#### Exercise prompt:
What you return should be every line below, word for word, and none of the images.

Source records
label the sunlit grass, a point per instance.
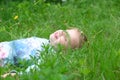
(98, 59)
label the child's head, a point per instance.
(73, 38)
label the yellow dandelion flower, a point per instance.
(16, 17)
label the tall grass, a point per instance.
(98, 59)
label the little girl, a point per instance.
(11, 51)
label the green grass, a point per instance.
(98, 59)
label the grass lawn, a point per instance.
(98, 59)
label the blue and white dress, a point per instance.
(20, 49)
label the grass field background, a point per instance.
(98, 59)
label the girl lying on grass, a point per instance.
(11, 51)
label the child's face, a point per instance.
(65, 38)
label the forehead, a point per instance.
(74, 35)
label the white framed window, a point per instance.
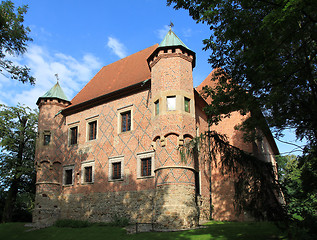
(187, 104)
(145, 164)
(73, 133)
(68, 175)
(88, 172)
(116, 168)
(92, 128)
(157, 107)
(125, 119)
(171, 103)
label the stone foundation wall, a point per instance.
(95, 207)
(102, 207)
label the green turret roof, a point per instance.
(172, 40)
(55, 92)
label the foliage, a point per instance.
(70, 223)
(17, 174)
(13, 40)
(301, 202)
(211, 231)
(257, 191)
(268, 48)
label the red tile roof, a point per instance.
(118, 75)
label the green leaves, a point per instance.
(267, 49)
(13, 40)
(17, 143)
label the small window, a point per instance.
(92, 128)
(126, 121)
(157, 107)
(88, 174)
(146, 166)
(187, 104)
(47, 138)
(116, 168)
(171, 103)
(68, 176)
(73, 135)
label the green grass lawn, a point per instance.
(213, 230)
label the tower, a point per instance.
(48, 165)
(173, 121)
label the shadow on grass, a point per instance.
(212, 231)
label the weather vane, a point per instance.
(171, 25)
(56, 75)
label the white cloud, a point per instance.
(162, 32)
(117, 47)
(73, 74)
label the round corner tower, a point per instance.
(173, 121)
(47, 163)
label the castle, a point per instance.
(113, 150)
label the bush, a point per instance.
(120, 221)
(70, 223)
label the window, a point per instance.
(187, 104)
(92, 130)
(157, 107)
(171, 103)
(146, 167)
(145, 164)
(126, 121)
(116, 168)
(87, 172)
(47, 138)
(73, 135)
(68, 175)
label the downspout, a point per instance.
(210, 184)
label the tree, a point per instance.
(13, 39)
(300, 197)
(268, 51)
(265, 55)
(17, 135)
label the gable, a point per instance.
(118, 75)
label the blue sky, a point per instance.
(75, 38)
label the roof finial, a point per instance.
(57, 78)
(171, 25)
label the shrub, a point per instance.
(70, 223)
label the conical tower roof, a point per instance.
(171, 39)
(55, 92)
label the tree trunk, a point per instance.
(10, 201)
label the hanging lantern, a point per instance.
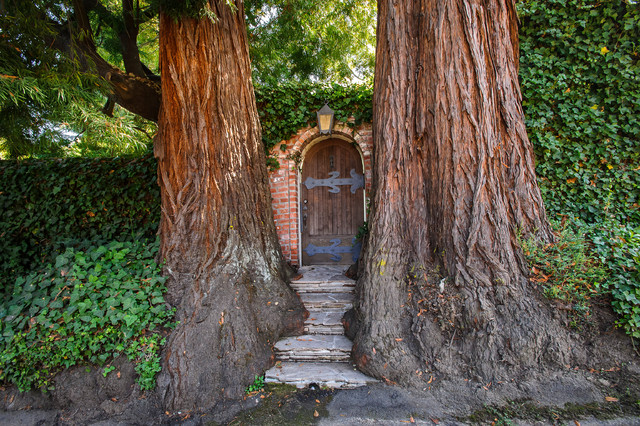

#### Answer to this problem:
label the sunlit grass, a point per instance.
(98, 59)
label the child's head, a point per instance.
(73, 38)
label the yellow dandelion flower, a point per instance.
(16, 17)
label the tall grass, a point per instance.
(98, 59)
label the little girl, a point per instance.
(11, 51)
label the green grass, a point per instance.
(98, 59)
label the grass lawn, a point per instance.
(98, 59)
label the blue and white dress, a point per instance.
(20, 49)
label the grass field background, a point per instance.
(98, 59)
label the girl lying on grass, a point per instance.
(11, 51)
label the child's face, a point per instance.
(65, 38)
label the forehead, a point per instance.
(74, 35)
label the white framed window, a point per instance.
(187, 104)
(145, 164)
(73, 133)
(68, 175)
(88, 172)
(116, 168)
(92, 128)
(157, 107)
(125, 119)
(171, 103)
label the stone foundation wall, a point per instance.
(95, 207)
(102, 207)
label the green turret roof, a point per instance.
(172, 40)
(55, 92)
label the foliage, a point per instance.
(70, 223)
(17, 174)
(13, 40)
(301, 202)
(211, 231)
(257, 191)
(268, 48)
label the red tile roof, a point per instance.
(118, 75)
label the green leaves, a point per instance.
(267, 49)
(13, 40)
(17, 143)
label the small window, a point per instance.
(92, 128)
(126, 121)
(157, 107)
(88, 174)
(146, 166)
(187, 104)
(47, 138)
(116, 168)
(171, 103)
(68, 176)
(73, 135)
label the green grass lawn, a point per instance.
(213, 230)
label the tower, a point per instance.
(48, 165)
(173, 121)
label the shadow on grass, a point per instance.
(212, 231)
label the weather vane, a point per instance.
(171, 25)
(56, 75)
label the white cloud, a point per instance.
(162, 32)
(117, 47)
(73, 74)
label the round corner tower, a point per instance.
(173, 121)
(47, 163)
label the castle, a point per instance.
(113, 150)
label the bush, a point per instance.
(120, 221)
(70, 223)
label the window, a point per instance.
(187, 104)
(92, 130)
(157, 107)
(171, 103)
(146, 167)
(145, 164)
(126, 121)
(116, 168)
(87, 172)
(47, 138)
(73, 135)
(68, 175)
label the downspout, a point per instance.
(210, 184)
label the tree, a point per instance.
(13, 39)
(300, 197)
(268, 51)
(265, 55)
(17, 135)
label the gable, a point per instance.
(118, 75)
label the blue sky, a point per instance.
(75, 38)
label the roof finial, a point per instance.
(57, 78)
(171, 25)
label the shrub, a point per instance.
(70, 223)
label the conical tower roof, a point per instance.
(171, 39)
(55, 92)
label the tree trunk, a point per instance.
(10, 201)
label the hanging lantern, a point per instance.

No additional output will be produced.